## start RAW DATA

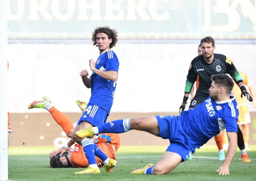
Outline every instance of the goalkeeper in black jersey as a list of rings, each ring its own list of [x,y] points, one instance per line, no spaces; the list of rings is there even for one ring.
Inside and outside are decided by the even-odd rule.
[[[198,76],[199,86],[191,101],[189,107],[190,109],[195,108],[209,97],[209,89],[212,82],[211,76],[220,74],[229,74],[240,87],[242,91],[241,97],[245,96],[249,101],[252,101],[252,98],[246,90],[242,78],[232,61],[224,55],[213,53],[215,49],[213,39],[209,36],[204,38],[201,40],[200,44],[203,54],[195,58],[190,64],[187,76],[183,101],[180,107],[180,113],[185,109],[189,94]],[[244,152],[246,153],[246,151],[243,134],[238,125],[237,127],[238,146],[240,151],[243,152],[241,152],[242,155],[244,154]]]

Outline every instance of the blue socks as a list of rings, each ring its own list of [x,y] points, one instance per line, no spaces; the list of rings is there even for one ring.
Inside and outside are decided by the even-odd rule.
[[[97,127],[100,133],[122,133],[131,129],[130,119],[116,120],[106,123]]]
[[[154,165],[154,166],[155,165]],[[149,167],[149,168],[147,169],[146,170],[146,173],[144,172],[144,174],[150,174],[150,175],[152,175],[153,174],[152,173],[152,170],[153,170],[153,168],[154,168],[154,166],[153,167]]]
[[[95,143],[93,142],[93,143],[94,143],[94,151],[95,155],[100,158],[100,159],[104,162],[108,159],[108,156],[100,149],[100,148],[96,145]]]
[[[82,140],[81,143],[89,165],[96,164],[97,165],[94,152],[94,143],[92,140],[87,138]]]

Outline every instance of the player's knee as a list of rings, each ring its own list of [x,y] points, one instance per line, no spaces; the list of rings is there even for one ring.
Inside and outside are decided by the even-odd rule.
[[[76,134],[75,133],[73,133],[73,134],[72,134],[72,139],[74,140],[74,141],[76,141],[76,142],[77,142],[77,141],[79,141],[79,139],[80,138],[78,137],[78,136],[76,136]]]

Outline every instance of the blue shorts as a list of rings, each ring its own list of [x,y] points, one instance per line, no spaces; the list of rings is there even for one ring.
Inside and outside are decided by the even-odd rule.
[[[77,122],[80,125],[81,121],[87,121],[93,126],[99,126],[106,122],[108,118],[107,111],[98,105],[88,104],[81,118]]]
[[[179,116],[156,116],[156,117],[160,129],[157,136],[170,141],[171,144],[166,151],[178,154],[182,158],[181,162],[186,161],[191,156],[192,152],[182,127],[181,117]]]

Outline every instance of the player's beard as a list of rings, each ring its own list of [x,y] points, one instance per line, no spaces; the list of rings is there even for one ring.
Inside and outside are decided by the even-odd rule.
[[[209,59],[212,56],[212,55],[213,55],[213,54],[212,54],[210,56],[209,56],[209,57],[205,57],[204,56],[204,57],[206,59]]]

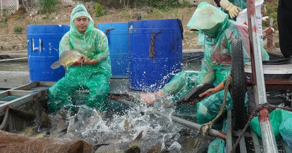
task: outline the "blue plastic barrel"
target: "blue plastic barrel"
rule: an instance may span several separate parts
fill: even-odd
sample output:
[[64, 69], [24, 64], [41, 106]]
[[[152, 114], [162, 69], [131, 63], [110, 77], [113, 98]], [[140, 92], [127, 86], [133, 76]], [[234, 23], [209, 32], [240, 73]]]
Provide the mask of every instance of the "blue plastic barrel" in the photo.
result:
[[181, 23], [175, 19], [128, 22], [130, 88], [157, 91], [182, 71]]
[[59, 60], [59, 43], [69, 31], [68, 25], [28, 25], [27, 57], [30, 82], [57, 81], [65, 76], [63, 67], [51, 65]]
[[128, 78], [128, 23], [100, 23], [97, 26], [108, 36], [111, 78]]

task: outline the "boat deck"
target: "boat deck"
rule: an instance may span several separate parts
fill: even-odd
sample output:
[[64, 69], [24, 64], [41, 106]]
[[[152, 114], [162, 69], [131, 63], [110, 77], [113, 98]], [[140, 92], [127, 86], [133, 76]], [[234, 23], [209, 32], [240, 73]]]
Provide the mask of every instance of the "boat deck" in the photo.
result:
[[[131, 91], [128, 87], [128, 78], [110, 79], [110, 94], [125, 94], [126, 91]], [[52, 86], [55, 82], [40, 82], [44, 86]], [[29, 72], [0, 71], [0, 90], [4, 90], [17, 88], [30, 83]]]

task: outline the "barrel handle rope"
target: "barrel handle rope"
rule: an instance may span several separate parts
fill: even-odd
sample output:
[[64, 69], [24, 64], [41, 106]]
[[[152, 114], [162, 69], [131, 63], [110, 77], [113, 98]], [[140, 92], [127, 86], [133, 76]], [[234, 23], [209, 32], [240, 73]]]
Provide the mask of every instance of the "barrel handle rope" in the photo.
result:
[[106, 30], [105, 30], [105, 33], [106, 34], [106, 35], [107, 36], [107, 37], [109, 37], [108, 36], [108, 34], [109, 34], [109, 31], [110, 30], [114, 30], [114, 28], [110, 28], [110, 29], [106, 29]]
[[180, 25], [180, 29], [181, 29], [181, 33], [182, 34], [182, 38], [183, 40], [183, 27], [182, 27], [182, 20], [179, 18], [177, 18], [179, 22], [179, 25]]
[[151, 37], [150, 43], [150, 49], [149, 49], [149, 56], [151, 57], [152, 59], [154, 59], [154, 38], [156, 36], [156, 34], [160, 33], [162, 31], [162, 29], [161, 29], [159, 32], [157, 32], [155, 34], [153, 33], [153, 31], [152, 30], [151, 30], [151, 33], [152, 34], [152, 36]]

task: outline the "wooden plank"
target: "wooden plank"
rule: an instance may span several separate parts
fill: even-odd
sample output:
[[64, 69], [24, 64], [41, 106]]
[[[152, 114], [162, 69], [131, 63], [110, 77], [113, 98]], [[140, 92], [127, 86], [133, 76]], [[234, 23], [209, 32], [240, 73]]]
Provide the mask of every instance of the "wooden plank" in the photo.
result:
[[284, 57], [283, 54], [282, 54], [282, 52], [281, 52], [281, 51], [280, 50], [274, 50], [273, 49], [269, 48], [266, 47], [264, 47], [264, 48], [265, 49], [265, 50], [266, 50], [266, 51], [267, 51], [267, 52], [268, 52], [268, 53], [278, 56], [280, 57]]
[[14, 100], [0, 104], [0, 113], [5, 111], [7, 108], [17, 107], [19, 105], [23, 104], [33, 100], [37, 99], [39, 97], [47, 94], [48, 89], [49, 87], [47, 87], [43, 90], [40, 90], [37, 92], [34, 92], [30, 94], [25, 95]]
[[29, 83], [29, 72], [0, 71], [0, 88], [11, 89]]

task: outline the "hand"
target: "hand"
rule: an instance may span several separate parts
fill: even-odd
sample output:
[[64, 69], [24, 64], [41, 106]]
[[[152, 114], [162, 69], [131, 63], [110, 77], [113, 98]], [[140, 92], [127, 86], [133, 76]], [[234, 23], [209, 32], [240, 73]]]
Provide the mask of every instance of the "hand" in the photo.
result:
[[230, 17], [231, 17], [231, 18], [233, 18], [237, 17], [238, 12], [241, 11], [242, 11], [242, 10], [240, 8], [236, 6], [233, 5], [230, 7], [228, 11], [229, 12], [229, 16], [230, 16]]
[[238, 15], [239, 11], [242, 11], [240, 8], [235, 6], [232, 3], [230, 2], [228, 0], [221, 0], [220, 1], [220, 6], [224, 10], [229, 12], [230, 17], [234, 18]]
[[262, 15], [266, 13], [266, 12], [267, 12], [267, 9], [266, 9], [266, 5], [265, 5], [265, 4], [263, 4], [262, 5], [261, 8], [261, 10], [260, 10], [260, 13], [261, 13]]
[[199, 95], [199, 97], [202, 97], [203, 96], [205, 96], [204, 97], [204, 98], [203, 99], [204, 99], [205, 98], [210, 96], [210, 95], [213, 94], [213, 93], [215, 93], [214, 91], [215, 91], [215, 88], [210, 88], [207, 90], [206, 90], [205, 92], [201, 93], [201, 94]]
[[[205, 92], [200, 94], [200, 95], [199, 95], [199, 97], [203, 97], [204, 98], [201, 100], [202, 100], [204, 99], [205, 99], [206, 98], [209, 97], [210, 95], [213, 94], [213, 93], [215, 93], [215, 88], [210, 88], [207, 90], [206, 90]], [[195, 99], [193, 101], [193, 102], [189, 102], [187, 103], [187, 105], [188, 106], [189, 105], [194, 105], [197, 104], [197, 103], [198, 102], [199, 102], [199, 100], [198, 99]]]
[[197, 99], [194, 99], [193, 102], [189, 102], [187, 103], [186, 104], [188, 106], [191, 106], [191, 105], [195, 105], [197, 104], [197, 103], [198, 102], [200, 102]]
[[[85, 55], [83, 55], [85, 56]], [[87, 58], [88, 59], [88, 58]], [[72, 64], [70, 65], [72, 67], [79, 67], [82, 66], [84, 62], [85, 61], [84, 56], [79, 57], [77, 60], [75, 62], [73, 62]]]

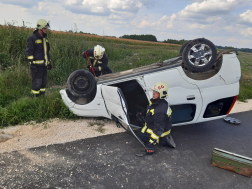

## end RAW DATA

§ TO BE DONE
Filter the records above, keeping every line that contains the word "rings" and copying each of those lines.

§ RESULT OF THIS EXERCISE
Outline every instance of the goalkeeper in black jersey as a list of rings, each ring its own list of [x,y] points, one instance per line, no spaces; the list of rings is there even for one ring.
Outline every instance of the blue socks as a list of rings, each ring its own list of [x,y] points, one instance per line, no spaces; the list of rings is there even for one ring.
Outline every instance of the player's knee as a list of rings, each ring its own list of [x,y] points, one instance per line, no spaces; the list of rings is there even for one ring.
Outline every instance of the blue shorts as a list of rings, each ring its own list of [x,y] points, one instance per line, no spaces; the list of rings is there even for one ring.
Outline every instance of the player's beard as a list of rings, each ring its own list of [x,y] points, one instance per line, no spaces; the list of rings is there even for one ring.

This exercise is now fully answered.